◆ WHAT THE TASK REQUIRES
Starting at the line that contains "Detect the frosted" and stopping after the line that contains "top-left (446, 180), bottom-right (466, 205)", copy out those lines and nothing else, requests included, and multiply every coordinate in the answers by 1.5, rounding to whole numbers with halves going up. Leave the numbers inside the requests, including their sample output, unchanged.
# Start of PROVIDED MATERIAL
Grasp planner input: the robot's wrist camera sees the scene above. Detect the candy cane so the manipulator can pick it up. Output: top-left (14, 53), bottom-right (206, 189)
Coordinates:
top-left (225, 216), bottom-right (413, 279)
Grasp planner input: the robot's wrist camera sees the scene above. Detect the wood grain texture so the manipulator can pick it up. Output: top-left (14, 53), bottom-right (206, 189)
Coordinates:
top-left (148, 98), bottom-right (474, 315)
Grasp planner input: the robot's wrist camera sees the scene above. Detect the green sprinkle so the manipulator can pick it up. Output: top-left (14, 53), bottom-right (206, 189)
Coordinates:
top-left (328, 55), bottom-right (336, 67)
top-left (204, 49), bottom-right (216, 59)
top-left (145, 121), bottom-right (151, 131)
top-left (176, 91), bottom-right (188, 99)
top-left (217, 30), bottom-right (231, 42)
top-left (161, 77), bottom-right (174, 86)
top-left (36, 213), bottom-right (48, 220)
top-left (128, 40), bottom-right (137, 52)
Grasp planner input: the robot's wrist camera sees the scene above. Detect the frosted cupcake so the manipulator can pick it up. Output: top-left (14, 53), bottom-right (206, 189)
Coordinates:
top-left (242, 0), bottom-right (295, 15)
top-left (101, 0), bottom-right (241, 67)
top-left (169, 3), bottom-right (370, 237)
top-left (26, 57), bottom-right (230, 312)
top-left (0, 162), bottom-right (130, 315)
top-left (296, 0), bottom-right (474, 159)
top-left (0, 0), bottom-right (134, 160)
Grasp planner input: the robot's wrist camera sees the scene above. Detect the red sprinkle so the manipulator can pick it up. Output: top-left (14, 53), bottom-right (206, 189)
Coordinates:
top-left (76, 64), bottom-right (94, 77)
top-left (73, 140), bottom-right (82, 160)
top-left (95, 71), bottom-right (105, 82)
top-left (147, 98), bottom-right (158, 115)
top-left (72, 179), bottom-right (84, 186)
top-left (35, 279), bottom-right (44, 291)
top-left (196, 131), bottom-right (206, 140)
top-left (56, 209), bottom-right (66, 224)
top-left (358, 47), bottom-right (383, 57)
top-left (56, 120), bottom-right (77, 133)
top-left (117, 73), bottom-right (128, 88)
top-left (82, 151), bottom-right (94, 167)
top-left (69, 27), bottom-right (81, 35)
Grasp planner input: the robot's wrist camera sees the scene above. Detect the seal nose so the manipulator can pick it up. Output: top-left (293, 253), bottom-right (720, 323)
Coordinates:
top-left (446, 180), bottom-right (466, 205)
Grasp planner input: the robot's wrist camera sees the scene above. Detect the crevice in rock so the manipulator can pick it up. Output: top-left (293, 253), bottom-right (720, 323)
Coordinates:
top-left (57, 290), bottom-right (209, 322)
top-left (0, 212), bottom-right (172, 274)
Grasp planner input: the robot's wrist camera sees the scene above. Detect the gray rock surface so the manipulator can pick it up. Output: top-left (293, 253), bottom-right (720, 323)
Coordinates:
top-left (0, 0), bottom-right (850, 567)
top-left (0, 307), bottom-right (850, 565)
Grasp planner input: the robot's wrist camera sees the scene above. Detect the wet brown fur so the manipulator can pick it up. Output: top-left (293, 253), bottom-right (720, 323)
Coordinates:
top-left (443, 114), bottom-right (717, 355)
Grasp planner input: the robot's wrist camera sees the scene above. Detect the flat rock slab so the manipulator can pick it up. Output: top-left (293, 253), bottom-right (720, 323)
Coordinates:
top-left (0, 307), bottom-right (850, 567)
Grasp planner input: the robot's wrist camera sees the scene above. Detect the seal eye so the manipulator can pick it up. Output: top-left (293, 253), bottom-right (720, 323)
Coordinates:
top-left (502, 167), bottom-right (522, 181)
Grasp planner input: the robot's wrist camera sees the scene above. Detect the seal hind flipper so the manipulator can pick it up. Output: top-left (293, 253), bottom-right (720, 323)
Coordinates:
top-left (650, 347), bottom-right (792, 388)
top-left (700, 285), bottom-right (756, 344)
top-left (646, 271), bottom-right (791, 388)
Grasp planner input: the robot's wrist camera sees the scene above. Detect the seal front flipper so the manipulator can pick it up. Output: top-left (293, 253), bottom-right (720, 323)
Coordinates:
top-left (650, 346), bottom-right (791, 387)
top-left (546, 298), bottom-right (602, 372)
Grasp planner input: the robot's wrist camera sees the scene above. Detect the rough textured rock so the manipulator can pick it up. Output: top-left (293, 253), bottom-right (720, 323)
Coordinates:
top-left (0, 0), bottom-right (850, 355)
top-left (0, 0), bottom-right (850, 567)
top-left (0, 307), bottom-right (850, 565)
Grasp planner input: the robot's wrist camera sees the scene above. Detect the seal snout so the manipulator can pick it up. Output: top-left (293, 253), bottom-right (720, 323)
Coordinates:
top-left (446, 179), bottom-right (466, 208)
# End of PROVIDED MATERIAL
◆ WRITTEN SOLUTION
Grasp planner input: the robot's wrist camera sees the scene above. Detect the frosted cupcake so the manipulator can pick it up. Output: top-left (14, 53), bottom-right (206, 189)
Coordinates:
top-left (363, 0), bottom-right (443, 23)
top-left (152, 0), bottom-right (362, 101)
top-left (254, 5), bottom-right (555, 356)
top-left (39, 86), bottom-right (345, 468)
top-left (0, 243), bottom-right (195, 473)
top-left (444, 0), bottom-right (711, 239)
top-left (0, 0), bottom-right (201, 240)
Grasp planner input: the robot's wrist camera sees the scene above. Detect the red sprinkle so the manipulator can pick it up. Output: top-left (14, 53), bottom-right (206, 189)
Coordinates:
top-left (114, 96), bottom-right (141, 116)
top-left (110, 210), bottom-right (123, 240)
top-left (143, 107), bottom-right (158, 123)
top-left (221, 147), bottom-right (237, 173)
top-left (108, 269), bottom-right (126, 279)
top-left (53, 419), bottom-right (66, 437)
top-left (294, 197), bottom-right (309, 210)
top-left (84, 314), bottom-right (99, 336)
top-left (537, 71), bottom-right (575, 86)
top-left (84, 180), bottom-right (116, 200)
top-left (176, 110), bottom-right (192, 132)
top-left (123, 227), bottom-right (141, 251)
top-left (104, 41), bottom-right (122, 53)
Grasp planner input: the robot's wrist camera sees the scene above. Detect the seal nose so the manipulator can pick it up. Output: top-left (293, 253), bottom-right (720, 323)
Coordinates:
top-left (669, 270), bottom-right (699, 308)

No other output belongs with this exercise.